- _WHAT THE EXERCISE ASKS_
Beginning with the line that contains "Find the light" in the material below, print each line exactly until the line that contains "Find the string" has been printed, then stop.

- _PROVIDED DATA_

════════════════

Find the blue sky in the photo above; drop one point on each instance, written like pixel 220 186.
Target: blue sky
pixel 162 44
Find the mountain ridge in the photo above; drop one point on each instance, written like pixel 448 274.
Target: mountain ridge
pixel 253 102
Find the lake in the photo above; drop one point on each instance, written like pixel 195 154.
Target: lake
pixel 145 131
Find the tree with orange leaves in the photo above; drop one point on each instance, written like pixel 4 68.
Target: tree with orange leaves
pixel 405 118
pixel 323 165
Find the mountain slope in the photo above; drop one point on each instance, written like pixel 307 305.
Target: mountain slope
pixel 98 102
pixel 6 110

════════════════

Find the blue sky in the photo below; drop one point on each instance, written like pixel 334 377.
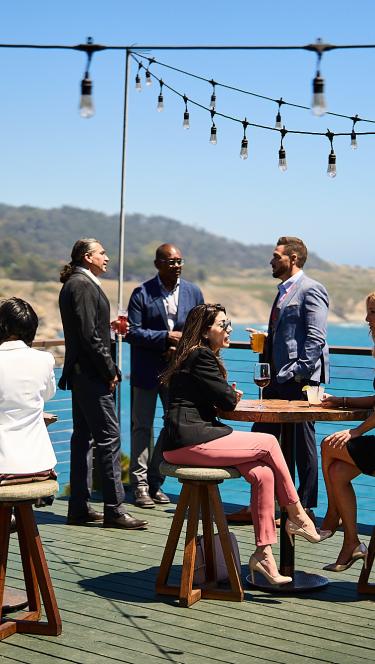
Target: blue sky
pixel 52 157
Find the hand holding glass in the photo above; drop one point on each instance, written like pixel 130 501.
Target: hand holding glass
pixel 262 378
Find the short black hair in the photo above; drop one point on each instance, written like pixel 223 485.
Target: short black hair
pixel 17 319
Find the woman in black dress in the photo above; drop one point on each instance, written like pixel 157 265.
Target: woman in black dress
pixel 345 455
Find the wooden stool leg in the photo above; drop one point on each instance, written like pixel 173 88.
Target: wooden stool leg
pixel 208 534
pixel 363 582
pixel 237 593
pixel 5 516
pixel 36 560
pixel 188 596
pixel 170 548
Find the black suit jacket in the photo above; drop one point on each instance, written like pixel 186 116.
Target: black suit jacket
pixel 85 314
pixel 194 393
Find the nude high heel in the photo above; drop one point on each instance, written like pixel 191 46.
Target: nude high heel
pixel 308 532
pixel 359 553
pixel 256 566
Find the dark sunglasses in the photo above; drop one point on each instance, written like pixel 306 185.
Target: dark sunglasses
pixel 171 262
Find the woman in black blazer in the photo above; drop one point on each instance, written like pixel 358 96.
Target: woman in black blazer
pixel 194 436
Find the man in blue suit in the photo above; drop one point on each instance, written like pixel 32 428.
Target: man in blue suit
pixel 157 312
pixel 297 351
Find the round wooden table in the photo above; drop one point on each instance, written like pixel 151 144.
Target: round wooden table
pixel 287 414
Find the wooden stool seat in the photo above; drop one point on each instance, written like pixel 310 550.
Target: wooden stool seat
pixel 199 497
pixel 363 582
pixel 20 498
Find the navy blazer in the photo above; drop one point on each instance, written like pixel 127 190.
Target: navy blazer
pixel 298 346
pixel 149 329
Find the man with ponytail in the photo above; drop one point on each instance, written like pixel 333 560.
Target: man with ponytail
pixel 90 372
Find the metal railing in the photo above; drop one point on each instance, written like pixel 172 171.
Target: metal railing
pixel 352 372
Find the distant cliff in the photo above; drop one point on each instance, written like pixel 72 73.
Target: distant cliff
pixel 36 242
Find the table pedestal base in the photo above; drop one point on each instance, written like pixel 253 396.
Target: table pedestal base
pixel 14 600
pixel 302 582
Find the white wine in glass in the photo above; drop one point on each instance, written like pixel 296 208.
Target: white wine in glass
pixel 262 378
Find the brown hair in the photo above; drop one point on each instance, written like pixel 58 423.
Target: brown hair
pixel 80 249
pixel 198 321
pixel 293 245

════════════════

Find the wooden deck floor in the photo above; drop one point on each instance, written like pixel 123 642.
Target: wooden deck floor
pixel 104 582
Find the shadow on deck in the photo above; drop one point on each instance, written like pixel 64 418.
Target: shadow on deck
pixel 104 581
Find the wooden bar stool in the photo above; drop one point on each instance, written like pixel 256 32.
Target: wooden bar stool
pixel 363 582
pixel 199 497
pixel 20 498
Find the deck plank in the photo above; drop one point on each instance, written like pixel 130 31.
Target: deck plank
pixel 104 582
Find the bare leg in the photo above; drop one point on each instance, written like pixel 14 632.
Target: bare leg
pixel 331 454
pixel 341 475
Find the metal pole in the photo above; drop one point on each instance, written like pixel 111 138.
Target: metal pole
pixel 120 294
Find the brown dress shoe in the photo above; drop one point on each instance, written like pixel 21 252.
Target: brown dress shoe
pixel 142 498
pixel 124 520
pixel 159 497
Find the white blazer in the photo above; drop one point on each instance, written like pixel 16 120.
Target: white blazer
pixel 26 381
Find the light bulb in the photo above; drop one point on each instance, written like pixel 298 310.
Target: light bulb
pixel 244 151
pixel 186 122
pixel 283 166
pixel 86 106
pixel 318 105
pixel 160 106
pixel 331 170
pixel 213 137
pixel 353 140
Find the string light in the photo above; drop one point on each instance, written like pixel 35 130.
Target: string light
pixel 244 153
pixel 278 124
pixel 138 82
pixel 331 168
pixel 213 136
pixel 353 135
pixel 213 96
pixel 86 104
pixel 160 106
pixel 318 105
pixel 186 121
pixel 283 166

════════════════

- _RESULT OF THIS TASK_
Find the light bulb in the photo above; drop one point on each instance, written like pixel 298 310.
Target: light bulb
pixel 244 151
pixel 186 122
pixel 283 166
pixel 86 106
pixel 318 105
pixel 160 106
pixel 331 170
pixel 213 137
pixel 353 140
Find the string light in the photo above; drop one point on each instance, written like pixel 35 130.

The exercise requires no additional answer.